======== ENTRIES SHOWN ========

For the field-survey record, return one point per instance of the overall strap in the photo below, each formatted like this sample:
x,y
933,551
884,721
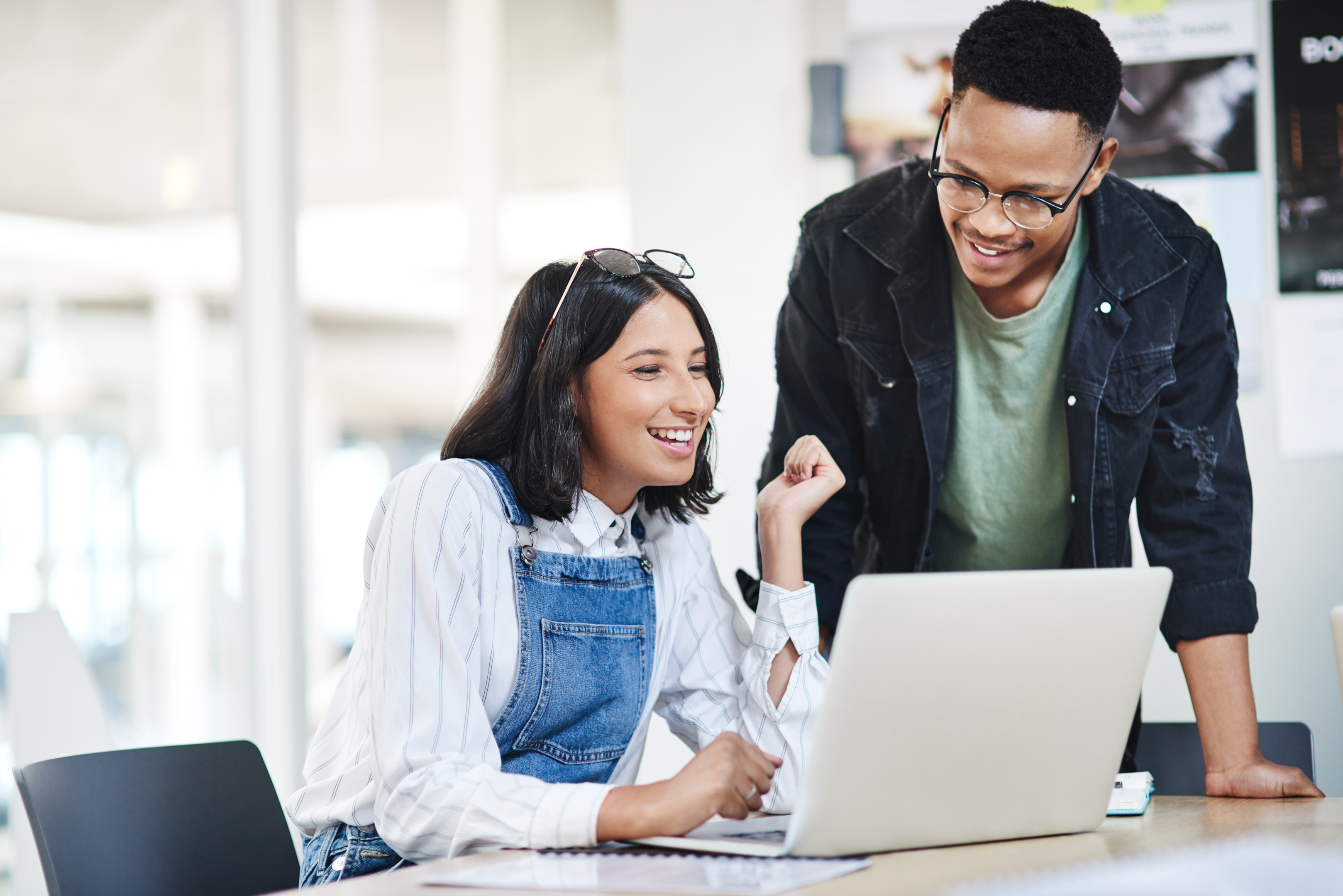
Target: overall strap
x,y
516,515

========

WHAT THE TASK REQUIRES: Word for word, reproduce all of the data, but keep out the pictures.

ANSWER TO THIS PROBLEM:
For the field-survey record, return one point per instance of the overall strap in the photo below, each formatted like this sample:
x,y
933,551
884,721
Target: overall strap
x,y
516,515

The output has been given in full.